Exercise materials>
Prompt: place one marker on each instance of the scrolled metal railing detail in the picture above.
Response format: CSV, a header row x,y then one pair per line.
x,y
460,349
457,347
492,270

What you are asked to do> Return every line of the listing above without any changes, keeping the original order.

Task answer>
Prompt: place one marker on each instance of the scrolled metal railing detail in the picture above.
Response format: CSV, a header row x,y then one pair per line.
x,y
460,349
457,347
492,270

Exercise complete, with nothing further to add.